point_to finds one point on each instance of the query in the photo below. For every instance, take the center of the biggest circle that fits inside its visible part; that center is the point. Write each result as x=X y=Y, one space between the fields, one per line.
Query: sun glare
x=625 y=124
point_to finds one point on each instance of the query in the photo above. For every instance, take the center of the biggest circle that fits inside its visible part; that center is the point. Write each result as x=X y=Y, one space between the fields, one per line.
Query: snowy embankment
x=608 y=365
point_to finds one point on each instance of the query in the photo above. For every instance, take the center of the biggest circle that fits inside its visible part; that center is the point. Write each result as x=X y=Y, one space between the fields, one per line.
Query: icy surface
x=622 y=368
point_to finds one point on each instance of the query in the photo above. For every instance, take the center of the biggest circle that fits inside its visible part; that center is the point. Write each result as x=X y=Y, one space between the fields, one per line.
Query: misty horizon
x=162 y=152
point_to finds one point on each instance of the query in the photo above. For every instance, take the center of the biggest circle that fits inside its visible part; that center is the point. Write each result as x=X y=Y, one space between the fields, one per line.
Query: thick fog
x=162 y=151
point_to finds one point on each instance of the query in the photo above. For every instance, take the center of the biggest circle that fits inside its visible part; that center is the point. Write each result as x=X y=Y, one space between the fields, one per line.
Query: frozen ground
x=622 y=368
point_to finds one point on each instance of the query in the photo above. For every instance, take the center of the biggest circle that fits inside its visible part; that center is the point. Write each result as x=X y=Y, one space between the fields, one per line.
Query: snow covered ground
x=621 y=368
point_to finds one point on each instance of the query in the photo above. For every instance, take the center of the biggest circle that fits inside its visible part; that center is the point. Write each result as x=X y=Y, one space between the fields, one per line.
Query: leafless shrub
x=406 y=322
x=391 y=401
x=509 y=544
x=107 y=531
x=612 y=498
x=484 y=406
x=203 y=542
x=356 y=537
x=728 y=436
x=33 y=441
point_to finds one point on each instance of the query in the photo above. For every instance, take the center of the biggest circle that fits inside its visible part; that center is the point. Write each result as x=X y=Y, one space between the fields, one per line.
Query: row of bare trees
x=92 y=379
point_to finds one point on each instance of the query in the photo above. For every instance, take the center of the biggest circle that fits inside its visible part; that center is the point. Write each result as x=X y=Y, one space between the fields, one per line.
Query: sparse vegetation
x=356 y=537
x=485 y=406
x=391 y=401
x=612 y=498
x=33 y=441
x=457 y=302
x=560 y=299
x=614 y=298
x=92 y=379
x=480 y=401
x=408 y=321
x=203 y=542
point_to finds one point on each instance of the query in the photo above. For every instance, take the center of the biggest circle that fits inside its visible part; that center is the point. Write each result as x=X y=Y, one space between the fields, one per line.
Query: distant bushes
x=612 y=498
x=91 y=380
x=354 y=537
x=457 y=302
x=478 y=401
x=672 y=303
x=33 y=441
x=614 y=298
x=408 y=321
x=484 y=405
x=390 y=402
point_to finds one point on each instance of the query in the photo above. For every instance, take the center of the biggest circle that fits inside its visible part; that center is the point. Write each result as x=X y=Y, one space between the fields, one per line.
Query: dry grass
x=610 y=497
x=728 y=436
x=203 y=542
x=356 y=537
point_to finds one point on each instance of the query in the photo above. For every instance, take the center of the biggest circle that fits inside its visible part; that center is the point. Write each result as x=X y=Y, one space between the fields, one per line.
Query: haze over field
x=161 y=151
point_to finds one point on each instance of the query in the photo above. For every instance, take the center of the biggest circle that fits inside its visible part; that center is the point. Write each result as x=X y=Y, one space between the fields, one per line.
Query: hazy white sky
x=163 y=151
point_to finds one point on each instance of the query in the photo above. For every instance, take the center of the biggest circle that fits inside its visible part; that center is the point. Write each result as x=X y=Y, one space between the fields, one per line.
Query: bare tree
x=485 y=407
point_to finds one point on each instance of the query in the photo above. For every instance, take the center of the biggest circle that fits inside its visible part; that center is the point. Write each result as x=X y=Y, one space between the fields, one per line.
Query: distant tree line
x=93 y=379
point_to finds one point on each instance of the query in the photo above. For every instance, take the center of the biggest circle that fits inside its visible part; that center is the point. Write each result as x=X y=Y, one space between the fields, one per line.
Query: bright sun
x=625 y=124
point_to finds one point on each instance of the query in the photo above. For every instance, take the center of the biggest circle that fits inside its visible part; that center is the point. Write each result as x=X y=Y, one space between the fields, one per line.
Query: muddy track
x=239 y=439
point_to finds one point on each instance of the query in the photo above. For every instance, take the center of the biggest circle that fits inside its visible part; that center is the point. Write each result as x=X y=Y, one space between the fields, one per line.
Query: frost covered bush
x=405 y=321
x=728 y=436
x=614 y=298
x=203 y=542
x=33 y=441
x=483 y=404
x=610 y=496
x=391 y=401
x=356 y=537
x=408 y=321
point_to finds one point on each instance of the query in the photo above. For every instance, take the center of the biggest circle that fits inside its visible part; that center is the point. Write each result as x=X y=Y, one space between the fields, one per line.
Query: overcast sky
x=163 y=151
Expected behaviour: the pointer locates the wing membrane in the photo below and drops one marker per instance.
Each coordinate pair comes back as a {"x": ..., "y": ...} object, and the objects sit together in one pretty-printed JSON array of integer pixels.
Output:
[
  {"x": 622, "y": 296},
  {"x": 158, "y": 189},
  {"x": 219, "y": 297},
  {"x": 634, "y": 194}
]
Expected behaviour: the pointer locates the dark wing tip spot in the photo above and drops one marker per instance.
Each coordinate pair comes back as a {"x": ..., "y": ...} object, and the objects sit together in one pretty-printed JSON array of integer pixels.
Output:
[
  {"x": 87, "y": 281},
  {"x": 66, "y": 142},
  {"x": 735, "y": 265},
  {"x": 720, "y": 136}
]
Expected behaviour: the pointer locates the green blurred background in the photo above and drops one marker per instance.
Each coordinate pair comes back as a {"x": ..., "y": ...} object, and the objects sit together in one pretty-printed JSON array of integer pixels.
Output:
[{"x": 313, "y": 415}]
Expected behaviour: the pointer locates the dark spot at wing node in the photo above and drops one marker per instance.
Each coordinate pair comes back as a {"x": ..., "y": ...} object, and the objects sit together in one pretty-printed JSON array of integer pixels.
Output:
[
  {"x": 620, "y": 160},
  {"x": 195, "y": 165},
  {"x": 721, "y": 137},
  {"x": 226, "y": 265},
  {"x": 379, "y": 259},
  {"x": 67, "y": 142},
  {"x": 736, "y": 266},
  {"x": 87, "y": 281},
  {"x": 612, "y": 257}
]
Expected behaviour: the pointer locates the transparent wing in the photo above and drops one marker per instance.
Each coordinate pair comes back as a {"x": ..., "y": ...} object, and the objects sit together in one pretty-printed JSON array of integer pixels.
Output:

(Task to complete): Repeat every line of the entries above word for word.

(Output of the task):
point_to finds one point on each instance of the query in the photo below. For every instance, take the center of the biggest circle that fits inside its visible part; that center is the point. Write each result as x=X y=Y, one space between the fields, one per line.
Query: sun glare
x=625 y=124
point_to finds one point on each instance of the query in the photo above. For every instance, take the center of the biggest circle that fits inside its visible part; that center is the point. Write each result as x=X y=Y, one space between the fields, one per line.
Query: snowy embankment
x=608 y=365
point_to finds one point on each instance of the query in the photo above. For every instance, take the center of the biggest circle that fits inside its visible part; that center is the point. Write each result as x=X y=Y, one space between the fields, one per line.
Query: icy surface
x=622 y=368
point_to finds one point on each instance of the query in the photo above. For every instance, take the center of the biggest circle that fits inside its visible part; that center is the point. Write each result as x=X y=Y, one space between the fields, one per line.
Query: misty horizon
x=162 y=152
point_to finds one point on each instance of the query in the photo above. For every instance, take the center of the biggest circle that fits inside its visible part; that center is the point. Write each result as x=X y=Y, one space between the fields, one per line.
Query: thick fog
x=162 y=151
point_to finds one point on each instance of the query in the photo above. For every instance, take the center of the biggest circle that fits inside its visible part; that center is the point. Write each result as x=X y=Y, one space between the fields, one per line.
Query: frozen ground
x=622 y=368
point_to finds one point on each instance of the query in the photo above. For every instance, take the center of the biggest circle that fits inside its visible part; that center is the point. Write each result as x=X y=Y, one space between the fields, one per line.
Query: snow covered ground
x=621 y=368
point_to finds one point on each instance of the query in the photo above. For every instance, take the center of the biggest circle that fits inside its visible part; that center is the point. Write each result as x=X y=Y, one space between the fields, one per line.
Query: leafless shrub
x=406 y=322
x=391 y=401
x=509 y=544
x=107 y=531
x=612 y=498
x=484 y=406
x=203 y=542
x=356 y=537
x=728 y=436
x=33 y=441
point_to finds one point on each instance of the query in the photo above. For every instance, take the center of the biggest circle that fits inside its visible part; that center is the point. Write each result as x=X y=Y, one space between the fields, one per line.
Query: row of bare trees
x=92 y=379
point_to finds one point on each instance of the query in the photo above. For every instance, take the center of the biggest circle that fits inside its visible part; that center is the point. Write each result as x=X y=Y, one space between the fields, one per line.
Query: sparse vegetation
x=356 y=537
x=485 y=406
x=391 y=401
x=612 y=498
x=33 y=441
x=457 y=302
x=560 y=299
x=614 y=298
x=92 y=379
x=480 y=401
x=408 y=321
x=203 y=542
point_to finds one point on each instance of the query in the photo above. For every instance, take the center of the biggest circle that fits inside its visible part; that center is the point. Write each result as x=X y=Y, one space between the fields, one per line.
Query: distant bushes
x=612 y=498
x=91 y=380
x=354 y=537
x=457 y=302
x=478 y=401
x=672 y=303
x=33 y=441
x=614 y=298
x=408 y=321
x=484 y=405
x=390 y=402
point_to finds one point on each instance of the query in the photo above. For every instance, take the center of the biggest circle that fits inside its visible part; that center is the point. Write each result as x=X y=Y, one space between the fields, one per line.
Query: dry grass
x=610 y=497
x=728 y=436
x=203 y=542
x=356 y=537
point_to finds one point on each instance of the query in the photo above. For every instance, take the center of the biggest circle that fits inside its visible part; that center is the point. Write each result as x=X y=Y, one space between the fields, one per line.
Query: haze over field
x=161 y=151
point_to finds one point on each instance of the query in the photo above. For every instance, take the center of the biggest circle that fits inside its visible part; that center is the point. Write each result as x=X y=Y, one space between the fields, one per line.
Query: hazy white sky
x=163 y=151
point_to finds one point on each instance of the query in the photo above. For every instance, take the center of the biggest circle that fits inside its visible part; that center is the point. Write each result as x=X y=Y, one space between the fields, one per line.
Query: bare tree
x=485 y=407
point_to finds one point on each instance of the query in the photo above. For every instance, take the center of the biggest circle that fits inside its visible part; that center is the point. Write each result as x=X y=Y, one space between the fields, one per line.
Query: distant tree line
x=93 y=379
point_to finds one point on each instance of the query in the photo above. For every instance, take the center of the biggest circle that fits inside its visible part; that center is the point. Write each result as x=X y=Y, one space between the fields, one per line.
Query: bright sun
x=625 y=124
point_to finds one point on each instance of the query in the photo above. For every instance, take the center of the biggest circle that fits inside its visible part; that center is the point. Write each result as x=X y=Y, one space between the fields, one per line.
Query: muddy track
x=239 y=439
point_to finds one point on each instance of the query in the photo above. For every instance, take the center of the biggest circle that fits inside its visible part; that center is the point. Write each result as x=X y=Y, one space between the fields, one per line.
Query: frost covered bush
x=405 y=321
x=728 y=436
x=614 y=298
x=203 y=542
x=33 y=441
x=483 y=404
x=610 y=496
x=391 y=401
x=356 y=537
x=408 y=321
point_to finds one point on each instance of the query in the photo above. For every instance, take the center of the biggest circle that fits inside its visible part; that center is the point. Write each result as x=X y=Y, one space between the fields, one per line.
Query: overcast sky
x=163 y=151
Expected behaviour: the pointer locates the wing membrane in the photo below and drops one marker per instance.
Each coordinate pair comes back as a {"x": ..., "y": ...} object, and the objects sit together in one pretty-printed JSON array of integer pixels.
Output:
[
  {"x": 622, "y": 296},
  {"x": 158, "y": 189},
  {"x": 219, "y": 297},
  {"x": 634, "y": 194}
]
Expected behaviour: the pointer locates the dark wing tip spot in the photo above and drops one marker per instance.
Each coordinate pair comes back as a {"x": ..., "y": ...} object, and the objects sit together in one pretty-printed JSON array of integer pixels.
Output:
[
  {"x": 87, "y": 281},
  {"x": 66, "y": 142},
  {"x": 735, "y": 265},
  {"x": 720, "y": 136}
]
Expected behaviour: the pointer locates the green blurred background in the photo above and drops one marker per instance.
Each coordinate pair comes back as a {"x": ..., "y": ...} object, and the objects sit together in one pretty-printed JSON array of integer pixels.
Output:
[{"x": 313, "y": 415}]
Expected behaviour: the pointer locates the dark spot at wing node in the photo above and drops one marker per instance.
Each coordinate pair comes back as a {"x": ..., "y": ...} object, and the objects sit together in one pretty-printed JSON array of integer pixels.
Output:
[
  {"x": 620, "y": 160},
  {"x": 195, "y": 165},
  {"x": 721, "y": 137},
  {"x": 226, "y": 265},
  {"x": 379, "y": 259},
  {"x": 67, "y": 142},
  {"x": 736, "y": 266},
  {"x": 87, "y": 281},
  {"x": 612, "y": 257}
]
Expected behaviour: the pointer locates the transparent wing in the photo above and drops one marker per instance.
Each coordinate pair comes back as a {"x": ..., "y": ...} object, and the objects sit together in one pretty-printed JSON array of integer pixels.
Output:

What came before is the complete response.